Rencontre avec Sandrine Bonnaire

Juliette Cerf publié le 5 min

La comédienne réalise un premier film sur sa sœur autiste, dont l’état s’est dégradé après cinq ans d’internement. Ce documentaire met face à face les deux visages de Sabine, avant et après l’hôpital psychiatrique.

Elle s’appelle Sabine, documentaire de Sandrine Bonnaire

 

Le jardinage l’ennuie. Sabine prend son temps, fait des -pauses, suspend le cours du temps. Elle s’allonge dans l’herbe, se love dans son lit : « T’es pas une pute, t’es ma sœur. T’es pas une connasse, t’es ma sœur. » Psychose infantile avec comportements autistiques : le diagnostic tombe tel un couperet. Brouillant les frontières entre l’imprécation et la bénédiction, arrachant jusqu’à la folie les pétales du oui et du non, Sabine est une pure interrogation : « Tu viens me voir demain ? » ; « C’est sûr et certain que tu viens me voir demain matin ? » ; « Tu vas venir demain ? » ; « Demain, tu seras avec moi quand j’irai au Quick ? », demande-t-elle, lancinante, à sa sœur Sandrine Bonnaire. Comme pour apaiser cette angoisse du lendemain, Sandrine offre à sa sœur un présent, une identité : Elle s’appelle Sabine. Révélée en 1983 par Maurice Pialat dans À nos amours, la comédienne, habituellement regardée, regarde ici. L’éducateur Fernand Deligny, initiateur d’un réseau d’enfants psychotiques dans les Cévennes – dont on vient d’éditer les œuvres complètes (voir page ci-contre) – se demandait ce que pouvait signifier le verbe -« invivre » pour ces êtres jugés invivables. En inversant le dispositif du regard, en passant derrière la caméra, Sandrine invente un refuge pour sa petite sœur. Et lui offre l’occasion de se sentir vivante.

### Énoncé A:
Indiquez si chacune des affirmations suivantes est conforme au texte étudié, en répondant par oui ou par non et en citant les mots décisifs du texte : (i) Sabine a passé cinq ans en internement. (ii) Sandrine Bonnaire a été révélée en 1983 par Maurice Pialat. (iii) Sabine prend plaisir au jardinage.
### Énoncé B:
Transcrivez sans rien modifier le passage du texte étudié qui s’ouvre sur les mots contenant « La comédienne réalise » et se clôt sur « après l’hôpital psychiatrique. ».
### Énoncé C:
Dressez la liste complète des noms de personnes qui figurent dans le texte étudié.

### Données affichées:
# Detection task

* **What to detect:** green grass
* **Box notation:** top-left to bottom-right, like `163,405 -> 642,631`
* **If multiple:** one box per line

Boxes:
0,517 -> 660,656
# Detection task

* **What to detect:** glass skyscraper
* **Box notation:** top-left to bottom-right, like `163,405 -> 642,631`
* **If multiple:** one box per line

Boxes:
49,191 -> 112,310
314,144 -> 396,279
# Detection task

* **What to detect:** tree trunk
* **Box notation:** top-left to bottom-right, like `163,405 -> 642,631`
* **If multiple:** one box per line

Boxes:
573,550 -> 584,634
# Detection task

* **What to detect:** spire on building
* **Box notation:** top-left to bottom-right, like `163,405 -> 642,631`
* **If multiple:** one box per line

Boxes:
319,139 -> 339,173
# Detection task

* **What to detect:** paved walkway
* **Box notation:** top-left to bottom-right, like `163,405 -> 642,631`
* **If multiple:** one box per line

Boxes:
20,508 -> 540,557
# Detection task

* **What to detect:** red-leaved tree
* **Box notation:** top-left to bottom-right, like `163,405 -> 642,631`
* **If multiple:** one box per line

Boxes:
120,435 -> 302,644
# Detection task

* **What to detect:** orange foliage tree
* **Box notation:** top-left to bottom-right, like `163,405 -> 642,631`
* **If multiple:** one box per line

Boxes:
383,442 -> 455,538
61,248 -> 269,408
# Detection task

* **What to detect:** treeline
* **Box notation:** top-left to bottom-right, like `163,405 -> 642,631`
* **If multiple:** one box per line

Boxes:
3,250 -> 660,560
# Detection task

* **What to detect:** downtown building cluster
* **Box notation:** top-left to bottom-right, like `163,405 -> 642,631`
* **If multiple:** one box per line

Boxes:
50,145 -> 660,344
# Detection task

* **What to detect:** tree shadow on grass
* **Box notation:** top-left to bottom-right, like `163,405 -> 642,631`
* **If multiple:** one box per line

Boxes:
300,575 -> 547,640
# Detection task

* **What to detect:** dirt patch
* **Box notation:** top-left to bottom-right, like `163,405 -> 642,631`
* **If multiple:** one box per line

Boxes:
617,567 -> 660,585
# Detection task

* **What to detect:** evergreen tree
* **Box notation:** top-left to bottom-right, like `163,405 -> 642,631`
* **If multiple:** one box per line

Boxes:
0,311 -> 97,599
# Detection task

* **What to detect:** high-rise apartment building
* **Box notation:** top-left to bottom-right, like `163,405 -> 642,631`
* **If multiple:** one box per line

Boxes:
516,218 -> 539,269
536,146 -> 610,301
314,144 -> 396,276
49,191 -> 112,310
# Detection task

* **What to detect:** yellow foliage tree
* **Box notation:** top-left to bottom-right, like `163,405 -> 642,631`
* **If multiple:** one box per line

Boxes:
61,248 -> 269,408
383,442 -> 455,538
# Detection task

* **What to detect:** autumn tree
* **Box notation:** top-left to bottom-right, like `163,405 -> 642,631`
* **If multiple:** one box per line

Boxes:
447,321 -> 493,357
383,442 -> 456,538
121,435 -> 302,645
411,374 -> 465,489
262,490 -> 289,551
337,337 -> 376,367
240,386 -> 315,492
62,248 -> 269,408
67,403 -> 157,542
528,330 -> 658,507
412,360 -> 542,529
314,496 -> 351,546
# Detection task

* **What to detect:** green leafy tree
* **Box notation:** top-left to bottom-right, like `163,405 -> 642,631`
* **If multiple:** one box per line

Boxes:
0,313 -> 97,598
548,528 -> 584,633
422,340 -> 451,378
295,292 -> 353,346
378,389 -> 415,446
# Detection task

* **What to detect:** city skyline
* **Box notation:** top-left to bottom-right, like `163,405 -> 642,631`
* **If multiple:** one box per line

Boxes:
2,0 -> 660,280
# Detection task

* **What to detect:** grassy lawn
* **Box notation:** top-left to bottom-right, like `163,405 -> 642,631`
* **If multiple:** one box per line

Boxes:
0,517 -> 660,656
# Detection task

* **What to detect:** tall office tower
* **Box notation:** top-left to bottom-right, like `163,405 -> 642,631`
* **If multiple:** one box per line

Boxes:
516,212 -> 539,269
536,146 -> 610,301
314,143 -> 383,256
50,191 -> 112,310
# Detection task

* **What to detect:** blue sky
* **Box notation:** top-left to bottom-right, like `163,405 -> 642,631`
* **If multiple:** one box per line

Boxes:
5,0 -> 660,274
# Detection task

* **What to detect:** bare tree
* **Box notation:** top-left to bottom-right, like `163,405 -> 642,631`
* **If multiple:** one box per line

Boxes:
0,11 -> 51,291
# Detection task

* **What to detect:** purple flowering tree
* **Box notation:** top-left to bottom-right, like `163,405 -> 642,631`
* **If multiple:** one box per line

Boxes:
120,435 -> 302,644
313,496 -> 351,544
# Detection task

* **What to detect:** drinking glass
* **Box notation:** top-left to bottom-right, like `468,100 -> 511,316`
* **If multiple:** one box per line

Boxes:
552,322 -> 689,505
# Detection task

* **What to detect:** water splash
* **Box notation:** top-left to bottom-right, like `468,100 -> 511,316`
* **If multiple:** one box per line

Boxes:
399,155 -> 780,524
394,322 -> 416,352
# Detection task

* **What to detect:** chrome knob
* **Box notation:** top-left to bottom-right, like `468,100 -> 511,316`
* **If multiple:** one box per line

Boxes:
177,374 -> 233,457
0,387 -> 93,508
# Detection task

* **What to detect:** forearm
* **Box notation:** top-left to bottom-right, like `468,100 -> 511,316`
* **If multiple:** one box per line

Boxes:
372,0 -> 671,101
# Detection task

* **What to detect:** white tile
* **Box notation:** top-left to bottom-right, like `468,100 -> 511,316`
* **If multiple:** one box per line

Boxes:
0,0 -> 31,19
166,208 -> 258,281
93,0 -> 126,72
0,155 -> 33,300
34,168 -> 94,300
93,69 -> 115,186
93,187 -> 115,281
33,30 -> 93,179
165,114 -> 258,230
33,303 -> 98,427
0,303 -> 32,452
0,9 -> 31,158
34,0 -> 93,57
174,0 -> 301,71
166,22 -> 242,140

### Réponse A:
(i) Oui : « dont l’état s’est dégradé après cinq ans d’internement ».
(ii) Oui : « Révélée en 1983 par Maurice Pialat dans À nos amours ».
(iii) Non : « Le jardinage l’ennuie. »

### Réponse B:
La comédienne réalise un premier film sur sa sœur autiste, dont l’état s’est dégradé après cinq ans d’internement. Ce documentaire met face à face les deux visages de Sabine, avant et après l’hôpital psychiatrique.

### Réponse C:
Juliette Cerf, Sandrine Bonnaire, Sabine, Maurice Pialat, Fernand Deligny